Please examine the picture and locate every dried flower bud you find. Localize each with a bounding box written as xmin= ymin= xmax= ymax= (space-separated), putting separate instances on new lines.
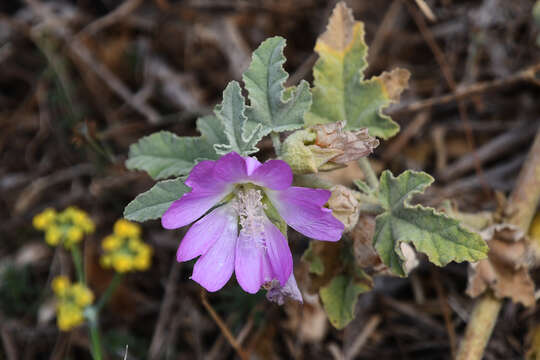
xmin=263 ymin=274 xmax=304 ymax=305
xmin=328 ymin=185 xmax=360 ymax=231
xmin=312 ymin=121 xmax=379 ymax=164
xmin=282 ymin=121 xmax=379 ymax=174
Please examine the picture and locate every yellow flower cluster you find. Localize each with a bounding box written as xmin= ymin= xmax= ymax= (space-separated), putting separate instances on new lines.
xmin=52 ymin=276 xmax=94 ymax=331
xmin=100 ymin=219 xmax=152 ymax=273
xmin=32 ymin=206 xmax=95 ymax=249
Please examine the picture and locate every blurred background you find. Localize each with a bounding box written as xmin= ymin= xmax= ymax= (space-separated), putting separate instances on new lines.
xmin=0 ymin=0 xmax=540 ymax=360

-------------------------

EXERCISE DIRECTIONS: Render every line above as a JSON list of strings, one string per line and no blank lines. Leave out the picture.

REPLY TO THE TASK:
[
  "Please examine the picture and locate every dried flower bud you find. Localize each with a bounding box written as xmin= ymin= xmax= ymax= (space-separated), putting separate instances on new lines.",
  "xmin=263 ymin=274 xmax=304 ymax=305",
  "xmin=328 ymin=185 xmax=360 ymax=231",
  "xmin=312 ymin=121 xmax=379 ymax=164",
  "xmin=282 ymin=121 xmax=379 ymax=174",
  "Please examine the picture and locate every yellow flower cluster you find. Localize each with a bounding box written as xmin= ymin= xmax= ymax= (space-separated), putting separate instances on new lines.",
  "xmin=52 ymin=276 xmax=94 ymax=331",
  "xmin=100 ymin=219 xmax=152 ymax=273",
  "xmin=32 ymin=206 xmax=95 ymax=249",
  "Please examine the picture and locate every blurred background you find. Localize each with a bounding box written as xmin= ymin= xmax= ymax= (space-separated), putting separate instances on new lines.",
  "xmin=0 ymin=0 xmax=540 ymax=360"
]